▶ Selection
—————
O’ Quantum God, my God, this is ridiculous—ridiculous that I am here.
The night before Easter morning, before I trade my jeans and a button down for pajamas and fall asleep, before I party-trick-open a beer with my BIC, before I fire the starting gun to a New Girl marathon, I thumb the pages of some poetry collections. Only a few days ago I read an essay by poet, critic, and translator, Robert Hass. The essay, exploring the type of personal lyric he encountered in reading Swedish poet, Tomas Transtromer, delights in implementing, to use Hass’ phrase, a “pointlessly beautiful” poetic voice entirely its own. I had seen Hass’ name printed across the front covers of several of my books by Milosz, but never had I thought of investigating any poetry he himself had written.
Ridiculous to strike gold on the first go, but I discovered a Hass poem in a collection of poetry I got as a Christmas gift three years ago.
The poem is called Faint Music, and reading the first line, which is also the first stanza, made me both immediately skeptical and uncharacteristically vulnerable.
“Maybe you need to write a poem about grace.”
Maybe I needed to read one.
The poem continues, “When everything broken is broken,/ and everything dead is dead”
My immediate intuition tells me this is a poem you brace yourself for; dig your heels in and hold on to your hat. These are high stakes first sentences. They are more than defeated—they are final. There is an extra layer of destitution; in the world of the poem, the dead get deader.
But this second stanza goes on and love, no, self-love, the secret to human dignity, the choosing of life simply because it is life, no matter how dark, blossoms as a weedy stalk.
The complexity of the second stanza is obvious, but a close reading reveals that although it is eighteen lines long it is a single sentence. The rhyme scheme is loosely slant from line to line, but the music internal to each can be traced by way of frequent alliteration, word suffixes repeating themselves, and pacing varied through a precise implementing of punctuation. The structure intentionally misleads the reader, while at the same time freeing the interpretation of the poem from becoming too static. The phrase found in line 17, “maybe then”, on which the stanza pivots, can be applied so as to transition the reader out of any of its proceeding lines and into the final line, “faint music under things, a hovering like grace appears.”
—————
▶ Exercise tasks
a: Copy the part of the records that opens with the line containing "Note: mark the dark trousers" and runs through the end of the records, renaming "car taillight" to "rear light" and leaving everything else unchanged.
b: Go on with the essay on Faint Music from where it stops.
The essay on Faint Music and the records are separate, unrelated material.
—————
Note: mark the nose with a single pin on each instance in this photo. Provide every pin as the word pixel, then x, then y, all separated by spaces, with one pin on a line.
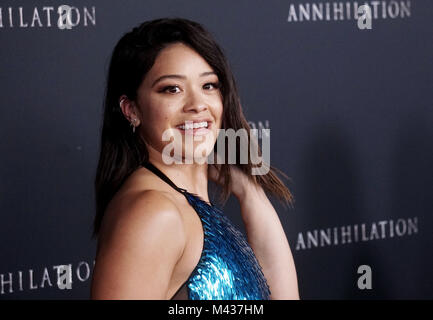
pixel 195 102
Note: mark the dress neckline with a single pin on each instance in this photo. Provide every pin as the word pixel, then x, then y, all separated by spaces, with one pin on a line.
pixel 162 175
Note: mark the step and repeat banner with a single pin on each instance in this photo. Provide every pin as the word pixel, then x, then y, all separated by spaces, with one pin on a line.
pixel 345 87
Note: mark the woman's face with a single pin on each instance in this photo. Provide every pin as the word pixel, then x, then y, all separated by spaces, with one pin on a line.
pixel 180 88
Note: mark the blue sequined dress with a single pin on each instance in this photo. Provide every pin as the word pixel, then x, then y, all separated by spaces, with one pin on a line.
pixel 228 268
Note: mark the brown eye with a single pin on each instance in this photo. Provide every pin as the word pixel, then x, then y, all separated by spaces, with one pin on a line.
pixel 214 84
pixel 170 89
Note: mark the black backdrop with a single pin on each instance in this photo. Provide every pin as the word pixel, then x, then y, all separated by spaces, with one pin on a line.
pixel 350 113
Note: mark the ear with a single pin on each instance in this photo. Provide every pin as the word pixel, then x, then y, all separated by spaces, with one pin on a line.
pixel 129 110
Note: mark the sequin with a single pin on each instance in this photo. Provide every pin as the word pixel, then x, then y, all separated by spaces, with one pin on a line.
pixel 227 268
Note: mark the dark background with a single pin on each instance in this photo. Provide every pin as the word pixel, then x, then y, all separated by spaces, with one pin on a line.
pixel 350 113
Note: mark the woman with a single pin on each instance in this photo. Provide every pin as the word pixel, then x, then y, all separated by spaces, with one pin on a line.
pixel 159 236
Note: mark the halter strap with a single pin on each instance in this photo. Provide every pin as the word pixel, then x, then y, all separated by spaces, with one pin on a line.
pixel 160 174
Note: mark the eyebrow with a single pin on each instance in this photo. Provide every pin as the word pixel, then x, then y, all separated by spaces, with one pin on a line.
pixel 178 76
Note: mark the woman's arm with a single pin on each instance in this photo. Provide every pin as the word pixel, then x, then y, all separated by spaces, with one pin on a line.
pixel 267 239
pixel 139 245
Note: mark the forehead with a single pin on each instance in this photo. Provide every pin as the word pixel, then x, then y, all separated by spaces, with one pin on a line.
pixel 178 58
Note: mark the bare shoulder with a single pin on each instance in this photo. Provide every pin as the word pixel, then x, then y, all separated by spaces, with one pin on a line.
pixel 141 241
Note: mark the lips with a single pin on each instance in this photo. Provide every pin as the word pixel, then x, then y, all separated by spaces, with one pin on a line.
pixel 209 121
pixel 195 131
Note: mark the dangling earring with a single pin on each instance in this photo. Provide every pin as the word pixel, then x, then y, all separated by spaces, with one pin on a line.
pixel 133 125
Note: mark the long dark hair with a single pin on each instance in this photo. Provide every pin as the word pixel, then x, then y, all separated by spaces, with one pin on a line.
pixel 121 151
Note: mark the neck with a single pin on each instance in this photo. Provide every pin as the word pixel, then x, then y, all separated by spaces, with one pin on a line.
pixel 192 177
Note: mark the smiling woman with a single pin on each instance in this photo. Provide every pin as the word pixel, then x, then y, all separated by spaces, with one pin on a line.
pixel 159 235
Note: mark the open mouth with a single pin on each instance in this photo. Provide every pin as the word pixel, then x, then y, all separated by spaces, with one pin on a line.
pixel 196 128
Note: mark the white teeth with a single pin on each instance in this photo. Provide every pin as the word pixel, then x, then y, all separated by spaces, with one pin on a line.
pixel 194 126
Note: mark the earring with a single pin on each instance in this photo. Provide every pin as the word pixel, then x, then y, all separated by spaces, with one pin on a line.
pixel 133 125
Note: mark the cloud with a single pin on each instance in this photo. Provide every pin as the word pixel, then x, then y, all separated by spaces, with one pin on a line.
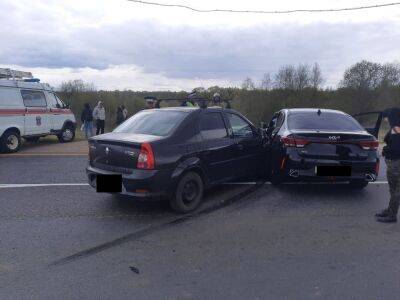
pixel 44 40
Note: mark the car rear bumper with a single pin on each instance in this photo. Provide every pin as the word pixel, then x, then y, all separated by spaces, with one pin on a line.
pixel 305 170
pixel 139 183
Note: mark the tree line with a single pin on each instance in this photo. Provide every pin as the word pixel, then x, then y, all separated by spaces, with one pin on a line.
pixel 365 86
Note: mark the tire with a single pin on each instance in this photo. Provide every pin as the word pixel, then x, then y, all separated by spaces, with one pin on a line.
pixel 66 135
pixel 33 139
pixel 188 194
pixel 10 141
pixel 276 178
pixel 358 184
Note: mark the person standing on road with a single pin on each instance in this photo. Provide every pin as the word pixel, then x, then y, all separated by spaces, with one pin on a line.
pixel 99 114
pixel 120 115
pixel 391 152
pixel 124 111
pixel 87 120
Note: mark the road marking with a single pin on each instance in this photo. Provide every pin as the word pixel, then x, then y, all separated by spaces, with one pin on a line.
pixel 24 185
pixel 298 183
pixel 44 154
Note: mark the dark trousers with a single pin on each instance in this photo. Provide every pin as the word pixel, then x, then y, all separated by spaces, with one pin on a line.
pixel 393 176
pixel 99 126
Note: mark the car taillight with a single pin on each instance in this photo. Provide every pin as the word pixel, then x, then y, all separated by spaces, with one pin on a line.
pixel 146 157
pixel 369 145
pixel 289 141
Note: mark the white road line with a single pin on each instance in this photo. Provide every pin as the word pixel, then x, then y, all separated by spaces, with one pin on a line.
—————
▶ Answers to the exercises
a:
Note: mark the dark trousers with a single pin on each instance in this photo. Provide every pin as the word pixel, then x, then y, all separated by spaces, with one pin on a line.
pixel 393 176
pixel 99 126
Note: mark the rear light with a single pin on each instance in this photo. Provide every pin as the word pixel, then x, then y, all separated by spaces, with one pin on a line.
pixel 146 157
pixel 369 145
pixel 289 141
Note: mark the white road line with a single pin on each instance in this photo. Provide every pin as the word pixel, then x, then y, all separated by spaces, with one pin on a line.

b:
Diagramming the sentence reveals that the phrase, “maybe then” is inseparably linked to the stanzas first word, “When” and, in my opinion, especially to the first two lines, “When everything broken is broken,/ and everything dead is dead”. Although it seems that I am eliminating the bulk of the stanza by reducing it to the three lines previously mentioned, that is not my intention. My hope is to simplify, to link the conceit of the finality the world of the poem introduces to the surprising and so far unearned phrase, “maybe then”. We are not given an overwhelming amount of evidence at this point to conclude, as Hass does, that when the light of love is snuffed out and stomped on, when “everything dead is dead,” that, “maybe then…a hovering like grace appears.”
This is where Hass is leading us, into the felt grace of the strange yet familiar. The third stanza, potentially the poems most musical, at least faintly, presents the reader with an image that defends the notion of grace as a thing that “maybe” appears when our darkest is also its deepest.
The third stanza invites us to hear the story of a young boy whose girlfriend has left him: “As in the story a friend told once about the time/ he tried to kill himself.” This first sentence is much more direct than anything in the previous stanza, and the next sentence continues to take the wind out of the labor done in getting through stanza two, “His girl had left him.” The scope of the second stanza is funneled into an image and that image begins its dialogue with discourse:
“He climbed onto the jumping girder of the bridge,
the bay side, a blue, lucid afternoon.
And in the salt air he thought about the word “seafood,”
that there was something faintly ridiculous about it.
No one said “landfood.” He thought it was degrading to the rainbow perch
he’d reeled in gleaming from the cliffs, the black rockbass,
scales like polished carbon, in beds of kelp
along the coast—and he realized that the reason for the word
was crabs, or mussels, clams. Otherwise
the restaurants could just put “fish” up on their signs,
and when he woke—he’d slept for hours, curled up
on the girder like a child—the sun was going down
and he felt a little better, and afraid.”
Here, the complexity and power of the mind is exposed in its ability to connect, like metaphor, the interworking of the world within too the life that exists out there. Things are cobbled together, it seems by chance, and meaning is created; what Robert Cording insightfully calls, “the plenitude of the unintended.”
For Hass, the test of grace is its absurdity: “there was something faintly ridiculous about it.” Why the boy, who is more than ready to kill himself, is caught off guard, as well as persuaded toward life, when blindsided by the foolishness of such an umbrella term like “seafood,” is kept a mystery to us.
What we do glimpse, in the interplay between image and discourse, is the connection between self-love and the givenness of life. It is the gleaming rainbow perch reeled in from out of the deep ocean, and the black rockbass that suddenly appear as the poems epicenter for life. The boy affirms his love for them by the tender memories he carries, and likewise evidences that it is first our self-love, the choice to go on living, which preserve their existence also.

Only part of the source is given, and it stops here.